**STATED EXERCISE:**
Copy the lines below verbatim, from the line with "Look at the photo above. For every instance of the wooden" up to and including the line with "x=225, y=192".

** START SOURCE DATA **

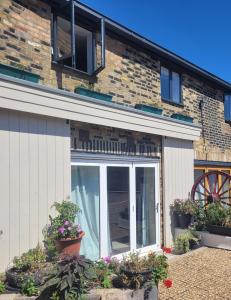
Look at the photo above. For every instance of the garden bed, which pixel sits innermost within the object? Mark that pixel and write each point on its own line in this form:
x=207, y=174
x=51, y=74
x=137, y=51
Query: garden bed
x=210, y=239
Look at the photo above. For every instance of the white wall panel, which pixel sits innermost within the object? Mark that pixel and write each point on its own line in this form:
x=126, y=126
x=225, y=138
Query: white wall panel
x=34, y=172
x=178, y=164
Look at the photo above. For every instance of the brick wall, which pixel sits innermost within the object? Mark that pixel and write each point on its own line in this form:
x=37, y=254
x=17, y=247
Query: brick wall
x=131, y=76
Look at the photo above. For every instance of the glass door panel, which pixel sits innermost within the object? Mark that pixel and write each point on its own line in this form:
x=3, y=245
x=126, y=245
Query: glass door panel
x=118, y=195
x=145, y=207
x=85, y=192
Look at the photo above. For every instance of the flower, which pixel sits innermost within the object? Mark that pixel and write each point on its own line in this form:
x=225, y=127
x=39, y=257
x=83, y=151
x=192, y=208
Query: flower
x=78, y=228
x=167, y=249
x=168, y=283
x=107, y=259
x=61, y=230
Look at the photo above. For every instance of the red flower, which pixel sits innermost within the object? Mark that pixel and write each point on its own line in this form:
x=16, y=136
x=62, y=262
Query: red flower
x=168, y=283
x=167, y=249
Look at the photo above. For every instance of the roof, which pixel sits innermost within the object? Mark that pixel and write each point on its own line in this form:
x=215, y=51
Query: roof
x=147, y=44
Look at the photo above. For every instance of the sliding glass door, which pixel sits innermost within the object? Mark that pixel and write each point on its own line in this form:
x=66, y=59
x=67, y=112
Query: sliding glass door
x=119, y=206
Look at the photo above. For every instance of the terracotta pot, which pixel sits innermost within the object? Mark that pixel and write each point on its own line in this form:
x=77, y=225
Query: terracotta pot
x=69, y=246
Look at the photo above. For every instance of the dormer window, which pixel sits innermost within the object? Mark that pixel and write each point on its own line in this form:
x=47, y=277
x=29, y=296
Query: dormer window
x=78, y=42
x=170, y=86
x=227, y=108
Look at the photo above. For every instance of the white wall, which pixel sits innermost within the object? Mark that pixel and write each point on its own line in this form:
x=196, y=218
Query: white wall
x=178, y=170
x=34, y=172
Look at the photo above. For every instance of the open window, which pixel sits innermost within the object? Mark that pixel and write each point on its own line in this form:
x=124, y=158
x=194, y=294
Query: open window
x=78, y=39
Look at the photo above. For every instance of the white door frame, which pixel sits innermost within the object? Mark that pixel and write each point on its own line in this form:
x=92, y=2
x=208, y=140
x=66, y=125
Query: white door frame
x=131, y=163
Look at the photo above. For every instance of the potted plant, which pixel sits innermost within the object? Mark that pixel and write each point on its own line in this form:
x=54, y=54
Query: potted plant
x=218, y=219
x=186, y=241
x=183, y=210
x=30, y=265
x=63, y=230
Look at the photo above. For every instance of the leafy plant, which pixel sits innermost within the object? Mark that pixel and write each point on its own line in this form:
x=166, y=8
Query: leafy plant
x=70, y=279
x=2, y=287
x=137, y=271
x=199, y=218
x=31, y=260
x=63, y=225
x=216, y=214
x=160, y=271
x=184, y=206
x=182, y=242
x=29, y=288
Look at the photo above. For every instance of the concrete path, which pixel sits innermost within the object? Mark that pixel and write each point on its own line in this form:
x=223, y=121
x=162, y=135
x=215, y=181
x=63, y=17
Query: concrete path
x=202, y=274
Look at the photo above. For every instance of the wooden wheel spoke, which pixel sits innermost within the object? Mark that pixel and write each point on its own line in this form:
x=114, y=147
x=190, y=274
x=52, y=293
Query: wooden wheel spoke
x=201, y=193
x=223, y=183
x=213, y=186
x=204, y=188
x=225, y=192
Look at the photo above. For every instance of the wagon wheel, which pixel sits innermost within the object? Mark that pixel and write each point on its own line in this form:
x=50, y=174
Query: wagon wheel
x=213, y=186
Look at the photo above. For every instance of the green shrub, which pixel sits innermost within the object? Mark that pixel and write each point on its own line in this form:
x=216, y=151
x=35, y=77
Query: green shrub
x=2, y=287
x=182, y=242
x=184, y=206
x=31, y=260
x=28, y=288
x=69, y=280
x=216, y=214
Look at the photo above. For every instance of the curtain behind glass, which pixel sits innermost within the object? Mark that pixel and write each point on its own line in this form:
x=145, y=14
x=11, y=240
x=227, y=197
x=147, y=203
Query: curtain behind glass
x=85, y=193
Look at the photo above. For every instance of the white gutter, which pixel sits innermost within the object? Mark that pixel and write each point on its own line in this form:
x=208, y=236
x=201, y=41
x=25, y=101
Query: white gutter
x=34, y=98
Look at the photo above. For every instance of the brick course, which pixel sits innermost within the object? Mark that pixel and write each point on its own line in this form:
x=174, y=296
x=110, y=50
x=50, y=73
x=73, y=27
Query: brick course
x=131, y=76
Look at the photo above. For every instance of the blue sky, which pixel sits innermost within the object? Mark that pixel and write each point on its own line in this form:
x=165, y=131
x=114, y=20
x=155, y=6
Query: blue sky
x=198, y=30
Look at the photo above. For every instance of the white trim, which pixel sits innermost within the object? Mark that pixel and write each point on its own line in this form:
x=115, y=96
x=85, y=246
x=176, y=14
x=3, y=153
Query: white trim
x=33, y=98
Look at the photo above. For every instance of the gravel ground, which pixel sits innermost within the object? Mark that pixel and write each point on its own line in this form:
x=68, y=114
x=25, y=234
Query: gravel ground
x=199, y=275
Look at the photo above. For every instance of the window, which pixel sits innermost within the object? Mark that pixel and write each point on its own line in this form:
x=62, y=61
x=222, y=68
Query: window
x=78, y=42
x=170, y=86
x=227, y=108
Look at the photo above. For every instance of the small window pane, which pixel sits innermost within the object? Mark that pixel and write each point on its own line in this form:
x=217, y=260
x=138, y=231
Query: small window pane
x=165, y=80
x=227, y=107
x=83, y=49
x=175, y=87
x=64, y=51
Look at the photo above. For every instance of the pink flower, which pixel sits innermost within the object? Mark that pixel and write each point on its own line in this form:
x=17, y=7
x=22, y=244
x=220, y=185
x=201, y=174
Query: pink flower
x=167, y=249
x=61, y=230
x=78, y=228
x=168, y=283
x=107, y=259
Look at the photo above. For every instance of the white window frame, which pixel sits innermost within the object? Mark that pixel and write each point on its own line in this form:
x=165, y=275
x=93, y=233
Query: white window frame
x=103, y=217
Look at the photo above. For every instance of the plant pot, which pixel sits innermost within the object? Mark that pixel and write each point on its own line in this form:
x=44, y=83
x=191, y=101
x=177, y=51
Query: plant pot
x=146, y=274
x=176, y=219
x=184, y=220
x=93, y=94
x=15, y=279
x=69, y=246
x=220, y=230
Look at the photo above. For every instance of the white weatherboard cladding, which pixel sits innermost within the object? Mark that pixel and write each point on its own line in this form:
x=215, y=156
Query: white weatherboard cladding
x=34, y=172
x=178, y=164
x=33, y=98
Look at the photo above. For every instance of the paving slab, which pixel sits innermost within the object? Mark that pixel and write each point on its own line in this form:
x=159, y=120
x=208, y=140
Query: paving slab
x=201, y=274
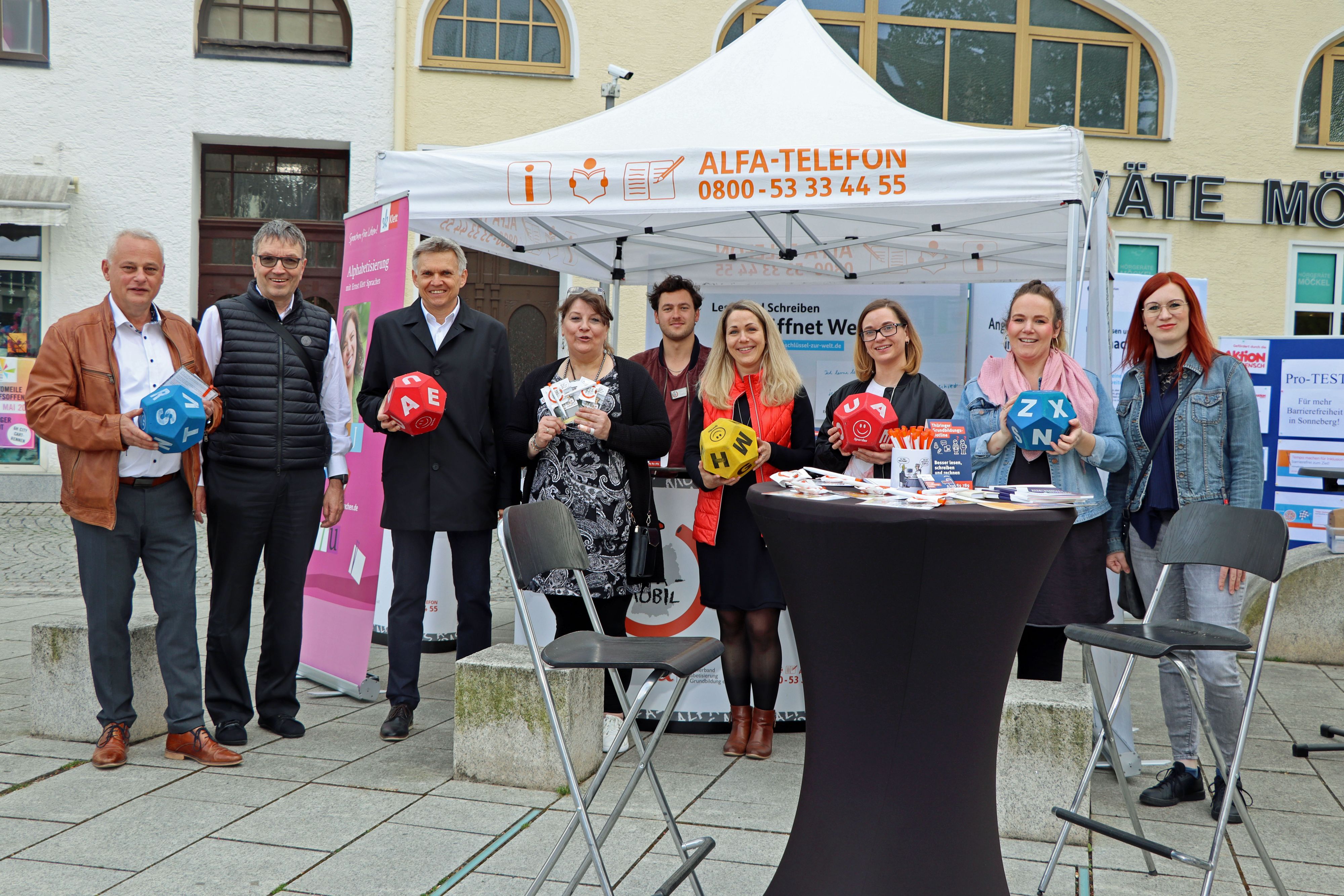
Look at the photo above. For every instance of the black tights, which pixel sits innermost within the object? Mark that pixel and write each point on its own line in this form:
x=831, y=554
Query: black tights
x=752, y=656
x=1041, y=653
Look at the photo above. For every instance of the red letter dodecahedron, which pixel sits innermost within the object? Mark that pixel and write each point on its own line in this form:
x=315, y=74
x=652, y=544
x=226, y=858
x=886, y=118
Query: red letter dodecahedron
x=864, y=421
x=417, y=402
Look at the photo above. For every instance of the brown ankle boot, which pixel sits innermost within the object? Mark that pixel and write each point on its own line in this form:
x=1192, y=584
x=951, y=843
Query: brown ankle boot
x=737, y=742
x=761, y=743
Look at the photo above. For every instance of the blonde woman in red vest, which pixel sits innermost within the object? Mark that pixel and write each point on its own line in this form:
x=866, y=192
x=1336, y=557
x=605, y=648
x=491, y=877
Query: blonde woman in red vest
x=751, y=379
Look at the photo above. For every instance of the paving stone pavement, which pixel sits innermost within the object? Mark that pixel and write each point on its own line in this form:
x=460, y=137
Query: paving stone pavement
x=342, y=813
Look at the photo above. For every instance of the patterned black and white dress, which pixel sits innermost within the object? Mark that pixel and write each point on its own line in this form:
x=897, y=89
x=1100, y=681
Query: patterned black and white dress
x=592, y=480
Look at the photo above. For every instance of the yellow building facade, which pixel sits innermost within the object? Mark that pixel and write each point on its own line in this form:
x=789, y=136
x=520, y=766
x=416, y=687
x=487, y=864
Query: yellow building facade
x=1221, y=136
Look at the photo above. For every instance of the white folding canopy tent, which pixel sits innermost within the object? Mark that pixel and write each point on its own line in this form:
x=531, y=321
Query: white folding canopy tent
x=776, y=162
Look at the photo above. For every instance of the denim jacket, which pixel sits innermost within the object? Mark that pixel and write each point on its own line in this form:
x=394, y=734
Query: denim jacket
x=1070, y=472
x=1218, y=446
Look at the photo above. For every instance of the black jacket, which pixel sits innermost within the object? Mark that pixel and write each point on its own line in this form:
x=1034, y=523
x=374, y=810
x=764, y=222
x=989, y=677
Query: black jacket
x=642, y=433
x=456, y=477
x=274, y=417
x=916, y=399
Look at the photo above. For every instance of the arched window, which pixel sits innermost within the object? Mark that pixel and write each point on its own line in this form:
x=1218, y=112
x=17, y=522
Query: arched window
x=1002, y=63
x=24, y=30
x=498, y=35
x=276, y=30
x=1322, y=119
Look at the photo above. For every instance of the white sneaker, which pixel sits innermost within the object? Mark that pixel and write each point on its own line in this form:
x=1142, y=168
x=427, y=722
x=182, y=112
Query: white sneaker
x=611, y=729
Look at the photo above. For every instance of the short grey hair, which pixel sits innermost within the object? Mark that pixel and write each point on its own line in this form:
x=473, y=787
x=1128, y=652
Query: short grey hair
x=134, y=234
x=439, y=245
x=284, y=231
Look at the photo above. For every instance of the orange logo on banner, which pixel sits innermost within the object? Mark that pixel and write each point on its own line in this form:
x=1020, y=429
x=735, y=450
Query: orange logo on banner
x=589, y=182
x=530, y=183
x=682, y=623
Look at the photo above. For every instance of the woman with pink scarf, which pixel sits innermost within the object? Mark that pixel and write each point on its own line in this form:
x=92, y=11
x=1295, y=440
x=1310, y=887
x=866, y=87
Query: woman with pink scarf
x=1076, y=588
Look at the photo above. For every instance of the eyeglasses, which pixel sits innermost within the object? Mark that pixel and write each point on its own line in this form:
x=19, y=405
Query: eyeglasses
x=271, y=261
x=1174, y=307
x=888, y=330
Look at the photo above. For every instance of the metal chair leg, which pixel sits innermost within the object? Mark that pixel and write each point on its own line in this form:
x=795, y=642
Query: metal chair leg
x=1234, y=773
x=630, y=788
x=553, y=715
x=1092, y=764
x=1222, y=770
x=674, y=832
x=1114, y=746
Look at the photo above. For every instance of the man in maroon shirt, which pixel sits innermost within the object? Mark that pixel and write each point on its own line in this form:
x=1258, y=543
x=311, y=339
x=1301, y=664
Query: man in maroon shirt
x=678, y=362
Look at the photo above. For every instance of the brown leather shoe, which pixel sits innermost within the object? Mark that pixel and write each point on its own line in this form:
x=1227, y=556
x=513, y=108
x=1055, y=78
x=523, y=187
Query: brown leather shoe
x=737, y=742
x=198, y=745
x=112, y=746
x=763, y=734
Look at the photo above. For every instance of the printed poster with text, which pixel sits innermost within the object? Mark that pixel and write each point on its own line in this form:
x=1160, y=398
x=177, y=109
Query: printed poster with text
x=342, y=585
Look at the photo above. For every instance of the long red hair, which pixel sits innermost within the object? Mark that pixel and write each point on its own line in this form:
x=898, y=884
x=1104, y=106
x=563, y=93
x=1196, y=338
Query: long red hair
x=1139, y=343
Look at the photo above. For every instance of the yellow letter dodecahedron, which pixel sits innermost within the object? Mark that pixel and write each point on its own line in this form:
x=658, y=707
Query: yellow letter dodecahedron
x=728, y=448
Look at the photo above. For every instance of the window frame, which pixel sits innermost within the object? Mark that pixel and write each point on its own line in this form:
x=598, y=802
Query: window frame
x=1025, y=34
x=36, y=58
x=1162, y=241
x=497, y=66
x=210, y=47
x=1327, y=57
x=1337, y=309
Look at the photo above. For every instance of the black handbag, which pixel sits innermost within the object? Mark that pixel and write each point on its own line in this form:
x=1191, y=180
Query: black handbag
x=644, y=554
x=1131, y=600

** END SOURCE DATA **

**REPLY TO THE TASK:**
Look at the photo above. For every instance of the wooden wheel spoke, which pixel sits innermost within the object? Mark that pixel and write each point on its own line in this form:
x=114, y=147
x=190, y=274
x=52, y=293
Query: wooden wheel spoke
x=201, y=193
x=223, y=183
x=213, y=186
x=204, y=188
x=225, y=192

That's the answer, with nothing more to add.